The task: Copy out, from the data, each line containing the string "wall".

Natural-language object grounding data:
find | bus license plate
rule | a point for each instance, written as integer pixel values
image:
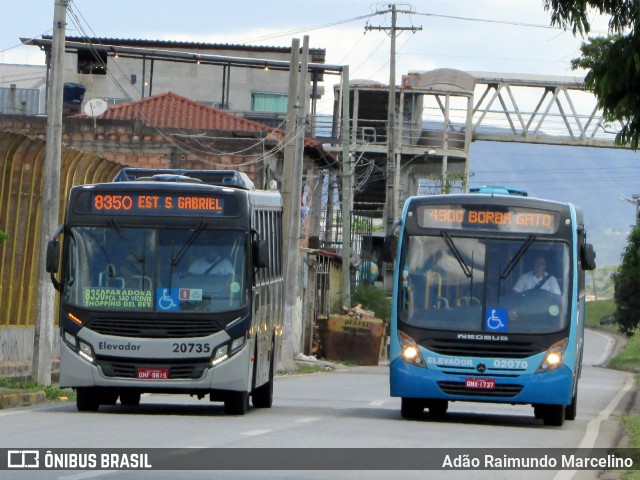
(482, 383)
(146, 373)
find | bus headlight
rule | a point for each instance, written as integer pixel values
(222, 353)
(70, 339)
(553, 358)
(410, 351)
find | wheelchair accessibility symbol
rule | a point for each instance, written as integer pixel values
(496, 319)
(168, 300)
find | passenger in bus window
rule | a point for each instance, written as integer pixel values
(210, 260)
(537, 279)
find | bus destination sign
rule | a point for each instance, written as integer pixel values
(156, 204)
(487, 217)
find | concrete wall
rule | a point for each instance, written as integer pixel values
(16, 344)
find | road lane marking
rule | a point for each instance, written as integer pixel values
(19, 412)
(253, 433)
(611, 343)
(593, 427)
(80, 476)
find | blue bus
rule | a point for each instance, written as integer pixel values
(488, 303)
(170, 281)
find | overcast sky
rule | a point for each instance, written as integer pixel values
(474, 35)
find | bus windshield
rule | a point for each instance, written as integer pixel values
(484, 284)
(122, 268)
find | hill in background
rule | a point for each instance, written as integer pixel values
(596, 179)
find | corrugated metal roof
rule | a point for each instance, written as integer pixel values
(170, 110)
(318, 54)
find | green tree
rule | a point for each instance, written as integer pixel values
(626, 280)
(612, 62)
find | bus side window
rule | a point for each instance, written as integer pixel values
(433, 292)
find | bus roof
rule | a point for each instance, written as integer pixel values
(499, 190)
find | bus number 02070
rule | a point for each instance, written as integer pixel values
(191, 347)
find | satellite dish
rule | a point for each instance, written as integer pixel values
(95, 107)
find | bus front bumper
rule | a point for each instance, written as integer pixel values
(234, 374)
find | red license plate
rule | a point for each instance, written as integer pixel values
(481, 383)
(147, 373)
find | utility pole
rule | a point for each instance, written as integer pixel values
(50, 202)
(291, 212)
(393, 161)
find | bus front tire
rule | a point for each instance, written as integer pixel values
(87, 400)
(262, 396)
(411, 408)
(236, 403)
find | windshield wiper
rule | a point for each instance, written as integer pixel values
(456, 253)
(516, 258)
(126, 241)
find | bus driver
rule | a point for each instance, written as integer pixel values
(211, 261)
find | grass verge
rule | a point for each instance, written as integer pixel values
(628, 360)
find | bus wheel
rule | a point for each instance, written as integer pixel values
(236, 403)
(438, 408)
(572, 409)
(554, 415)
(262, 397)
(411, 408)
(130, 399)
(538, 411)
(86, 400)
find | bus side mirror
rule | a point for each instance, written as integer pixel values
(389, 248)
(53, 256)
(587, 256)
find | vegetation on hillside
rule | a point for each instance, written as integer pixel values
(626, 280)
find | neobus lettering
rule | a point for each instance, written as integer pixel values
(492, 218)
(148, 201)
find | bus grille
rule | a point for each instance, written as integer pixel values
(470, 348)
(187, 370)
(459, 388)
(149, 328)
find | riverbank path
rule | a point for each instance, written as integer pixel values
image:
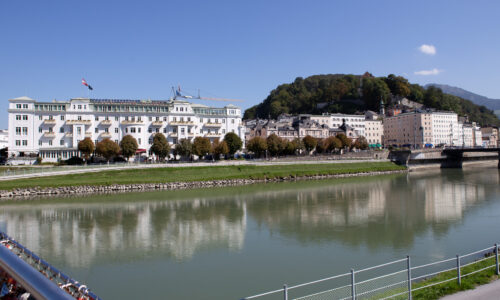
(483, 292)
(54, 171)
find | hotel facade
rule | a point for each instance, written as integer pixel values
(52, 130)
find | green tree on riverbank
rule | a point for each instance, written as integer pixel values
(129, 146)
(86, 147)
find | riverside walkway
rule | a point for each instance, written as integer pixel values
(55, 171)
(483, 292)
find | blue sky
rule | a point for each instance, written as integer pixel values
(238, 49)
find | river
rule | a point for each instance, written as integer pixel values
(227, 243)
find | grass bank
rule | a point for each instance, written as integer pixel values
(451, 287)
(189, 174)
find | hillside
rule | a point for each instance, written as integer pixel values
(356, 93)
(493, 104)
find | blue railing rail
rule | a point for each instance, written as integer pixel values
(54, 279)
(29, 278)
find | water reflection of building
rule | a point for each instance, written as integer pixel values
(122, 231)
(445, 201)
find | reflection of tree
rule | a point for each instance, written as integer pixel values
(78, 234)
(386, 211)
(378, 213)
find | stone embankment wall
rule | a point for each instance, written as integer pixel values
(87, 189)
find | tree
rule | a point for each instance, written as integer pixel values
(361, 143)
(160, 146)
(201, 146)
(346, 142)
(184, 148)
(219, 148)
(275, 145)
(398, 85)
(257, 145)
(107, 148)
(233, 142)
(322, 146)
(333, 143)
(309, 143)
(374, 91)
(129, 146)
(290, 148)
(299, 145)
(86, 146)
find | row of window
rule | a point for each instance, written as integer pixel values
(120, 108)
(22, 130)
(24, 142)
(50, 107)
(133, 119)
(22, 117)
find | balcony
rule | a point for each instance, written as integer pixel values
(78, 122)
(49, 134)
(135, 122)
(212, 134)
(177, 123)
(212, 124)
(49, 122)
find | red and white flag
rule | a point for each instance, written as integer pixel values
(84, 82)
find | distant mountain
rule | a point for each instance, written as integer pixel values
(348, 93)
(493, 104)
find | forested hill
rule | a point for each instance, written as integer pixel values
(356, 93)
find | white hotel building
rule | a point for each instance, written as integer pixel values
(52, 130)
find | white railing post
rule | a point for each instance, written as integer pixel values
(496, 259)
(353, 285)
(408, 266)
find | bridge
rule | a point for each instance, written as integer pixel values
(446, 158)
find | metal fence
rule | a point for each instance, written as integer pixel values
(72, 287)
(393, 280)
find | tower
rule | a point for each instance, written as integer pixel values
(382, 110)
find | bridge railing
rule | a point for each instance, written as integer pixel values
(396, 279)
(26, 267)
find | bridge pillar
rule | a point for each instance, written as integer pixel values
(453, 160)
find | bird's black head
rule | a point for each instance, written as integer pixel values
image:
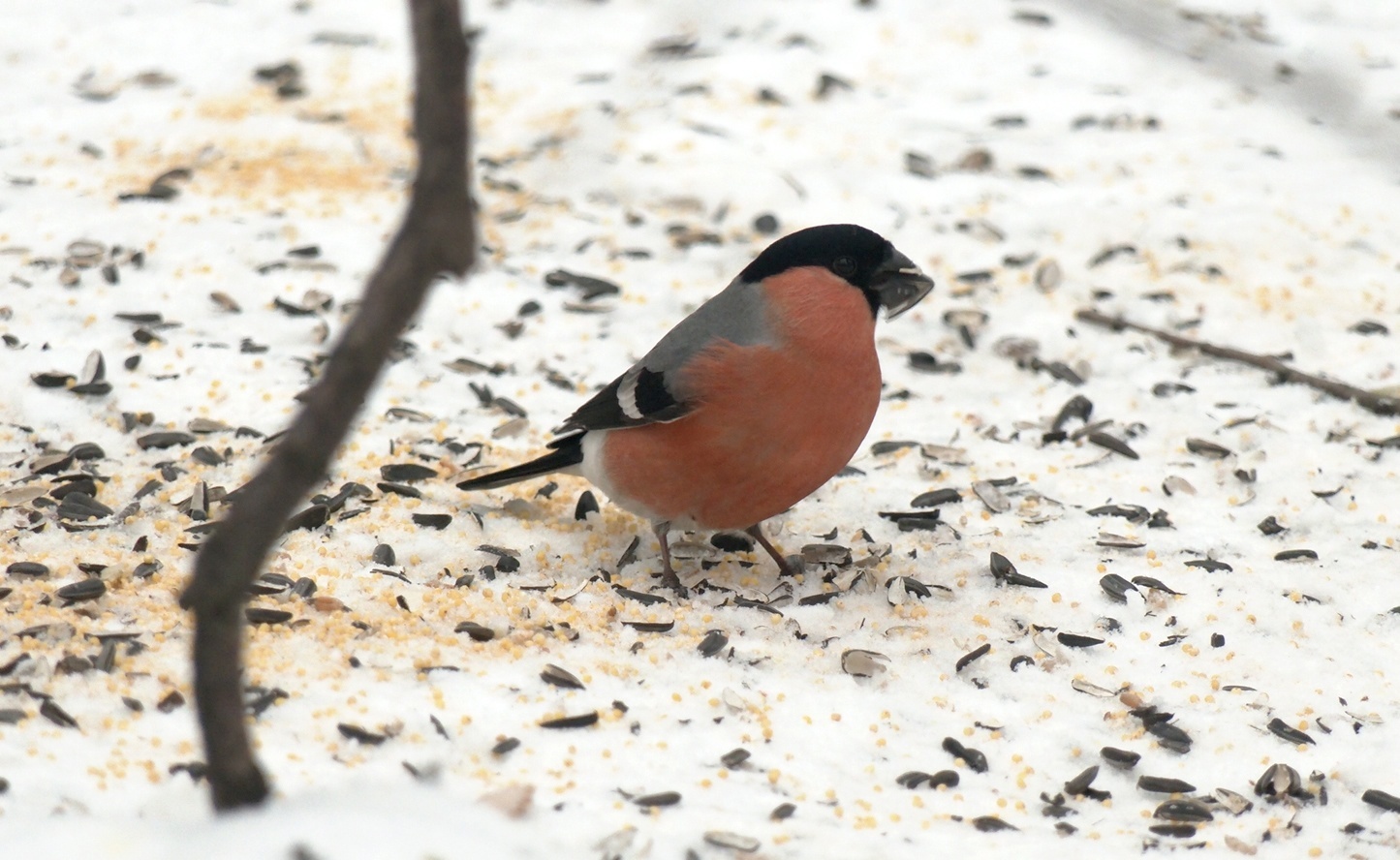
(862, 258)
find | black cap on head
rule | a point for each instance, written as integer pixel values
(862, 258)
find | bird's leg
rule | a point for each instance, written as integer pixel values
(757, 533)
(668, 573)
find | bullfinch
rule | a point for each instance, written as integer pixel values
(752, 402)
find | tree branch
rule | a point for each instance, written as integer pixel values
(1377, 403)
(437, 235)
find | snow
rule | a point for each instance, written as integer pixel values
(1260, 208)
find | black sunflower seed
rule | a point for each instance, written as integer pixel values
(1125, 759)
(1207, 449)
(973, 655)
(81, 507)
(1289, 733)
(27, 568)
(360, 734)
(1185, 810)
(406, 473)
(935, 498)
(164, 440)
(1381, 799)
(1169, 736)
(730, 541)
(975, 759)
(1006, 573)
(1076, 407)
(579, 721)
(658, 799)
(713, 643)
(311, 517)
(50, 711)
(477, 630)
(587, 504)
(81, 591)
(1151, 582)
(1135, 513)
(1208, 564)
(1079, 784)
(560, 677)
(638, 596)
(1078, 641)
(1116, 588)
(409, 492)
(264, 616)
(1164, 784)
(1176, 831)
(1112, 444)
(990, 824)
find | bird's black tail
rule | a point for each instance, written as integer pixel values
(569, 452)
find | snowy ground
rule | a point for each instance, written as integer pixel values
(1220, 173)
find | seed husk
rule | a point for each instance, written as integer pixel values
(579, 721)
(973, 655)
(1006, 573)
(1381, 800)
(1289, 733)
(713, 643)
(1165, 784)
(53, 712)
(81, 591)
(658, 799)
(27, 568)
(560, 677)
(264, 616)
(990, 824)
(477, 630)
(360, 734)
(975, 759)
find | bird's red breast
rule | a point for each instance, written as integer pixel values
(773, 421)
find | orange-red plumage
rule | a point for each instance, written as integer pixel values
(771, 422)
(752, 402)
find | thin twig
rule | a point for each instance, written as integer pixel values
(1368, 400)
(437, 235)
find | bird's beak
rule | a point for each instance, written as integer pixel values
(900, 286)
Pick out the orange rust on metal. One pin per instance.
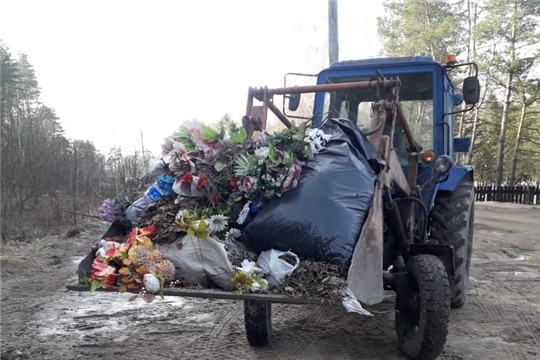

Finished exercise:
find | concrete wall
find | stone embankment wall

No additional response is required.